▸ Goal
Render every line of the records below as a JSON list of strings, one string per line, leaving out blank lines.
***
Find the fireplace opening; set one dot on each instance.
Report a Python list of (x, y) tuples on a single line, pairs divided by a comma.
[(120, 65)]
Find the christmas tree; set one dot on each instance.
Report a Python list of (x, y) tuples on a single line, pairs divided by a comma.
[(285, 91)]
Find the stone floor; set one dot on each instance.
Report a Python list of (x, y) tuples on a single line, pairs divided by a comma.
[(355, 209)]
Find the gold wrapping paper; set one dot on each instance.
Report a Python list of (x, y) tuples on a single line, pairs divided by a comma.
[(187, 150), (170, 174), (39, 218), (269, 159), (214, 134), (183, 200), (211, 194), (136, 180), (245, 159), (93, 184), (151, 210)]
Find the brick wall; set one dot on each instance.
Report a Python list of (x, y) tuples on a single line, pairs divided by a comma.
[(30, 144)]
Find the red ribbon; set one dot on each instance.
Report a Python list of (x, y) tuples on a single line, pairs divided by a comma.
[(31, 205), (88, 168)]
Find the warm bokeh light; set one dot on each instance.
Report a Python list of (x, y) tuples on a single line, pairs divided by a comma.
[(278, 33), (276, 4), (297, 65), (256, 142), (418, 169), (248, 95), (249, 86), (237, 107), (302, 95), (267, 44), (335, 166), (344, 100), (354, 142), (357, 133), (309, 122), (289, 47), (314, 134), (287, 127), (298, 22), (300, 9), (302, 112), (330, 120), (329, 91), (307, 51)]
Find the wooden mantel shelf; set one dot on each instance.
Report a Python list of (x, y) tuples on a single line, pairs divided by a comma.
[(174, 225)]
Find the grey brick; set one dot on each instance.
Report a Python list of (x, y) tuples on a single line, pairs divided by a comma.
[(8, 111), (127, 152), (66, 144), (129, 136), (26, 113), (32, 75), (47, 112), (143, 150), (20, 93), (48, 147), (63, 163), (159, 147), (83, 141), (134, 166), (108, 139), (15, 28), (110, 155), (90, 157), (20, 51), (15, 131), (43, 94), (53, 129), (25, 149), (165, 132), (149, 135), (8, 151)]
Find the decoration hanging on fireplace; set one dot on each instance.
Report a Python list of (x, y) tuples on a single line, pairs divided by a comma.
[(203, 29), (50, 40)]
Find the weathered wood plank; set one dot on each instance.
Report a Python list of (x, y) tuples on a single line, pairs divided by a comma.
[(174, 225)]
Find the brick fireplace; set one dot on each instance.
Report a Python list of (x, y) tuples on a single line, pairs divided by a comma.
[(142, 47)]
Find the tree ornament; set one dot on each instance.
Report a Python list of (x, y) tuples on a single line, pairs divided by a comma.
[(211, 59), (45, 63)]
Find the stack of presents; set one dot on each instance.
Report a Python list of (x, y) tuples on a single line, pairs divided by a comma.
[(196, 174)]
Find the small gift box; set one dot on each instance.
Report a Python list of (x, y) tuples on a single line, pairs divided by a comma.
***
▸ Result for this task
[
  "Find the fireplace opening; set one dot on each instance.",
  "Report a Python list of (x, y) tuples on a single line, pairs divided by a comma.",
  "[(120, 65)]",
  "Find the christmas tree; set one dot on each instance.",
  "Report a Python list of (x, y) tuples on a single line, pairs divided by a comma.",
  "[(285, 91)]",
  "Find the stone floor; set one dot on each instance.",
  "Report a Python list of (x, y) tuples on a single line, pairs divided by a comma.",
  "[(355, 209)]",
  "Find the gold wrapping paper; set one dot on each instance.",
  "Report a Python list of (x, y) tuples on a single line, pairs divided by a comma.",
  "[(187, 150), (170, 174), (39, 218), (269, 159), (214, 134), (183, 200), (211, 194), (136, 180), (245, 159), (93, 184), (151, 210)]",
  "Find the brick wall; set one dot on each instance.",
  "Report a Python list of (x, y) tuples on a single line, pairs divided by a comma.",
  "[(30, 144)]",
  "Find the red ribbon; set one dot on each instance.",
  "Report a Python list of (x, y) tuples on a single line, pairs divided by a comma.",
  "[(31, 205), (88, 168)]",
  "Find the warm bokeh light; set one dot on each instance.",
  "Report a Python list of (x, y) tuples on a single line, pairs divided by a comma.",
  "[(278, 33), (276, 4), (297, 65), (256, 142), (418, 169), (248, 95), (249, 86), (237, 107), (302, 95), (267, 44), (335, 166), (344, 100), (354, 142), (357, 133), (309, 122), (289, 47), (314, 134), (287, 127), (298, 22), (300, 9), (302, 112), (330, 120), (329, 91), (307, 51)]",
  "Find the wooden mantel shelf; set one dot on each instance.",
  "Report a Python list of (x, y) tuples on a single line, pairs divided by a comma.",
  "[(174, 225)]",
  "Find the grey brick; set one dot on each instance.",
  "Report a Python list of (x, y) tuples on a single line, pairs divided by a comma.",
  "[(8, 111), (127, 152), (66, 144), (129, 136), (26, 113), (32, 75), (47, 112), (143, 150), (20, 93), (48, 147), (63, 163), (159, 147), (83, 141), (134, 166), (108, 139), (15, 28), (110, 155), (90, 157), (20, 51), (15, 131), (43, 94), (53, 129), (25, 149), (165, 132), (149, 135), (8, 151)]",
  "Find the decoration hanging on fireplace; set one dot on each instance.",
  "Report a Python list of (x, y) tuples on a single line, pairs divided by a comma.",
  "[(203, 29), (50, 40)]",
  "Find the weathered wood plank; set one dot on each instance.",
  "Report a Python list of (x, y) tuples on a single line, pairs divided by a comma.",
  "[(174, 225)]",
  "Find the brick fireplace; set one dot on each instance.",
  "Report a Python list of (x, y) tuples on a single line, pairs divided by a comma.",
  "[(142, 47)]",
  "Find the tree ornament; set one dot on each instance.",
  "Report a Python list of (x, y) tuples on a single line, pairs divided by a comma.",
  "[(211, 59), (45, 63)]",
  "Find the stack of presents; set one dot on each instance.",
  "Report a Python list of (x, y) tuples on a single line, pairs divided by a comma.",
  "[(196, 174)]",
  "Find the small gift box; set one dot on each instance.",
  "Report a Python list of (x, y) tuples on a single line, pairs divided by a comma."
]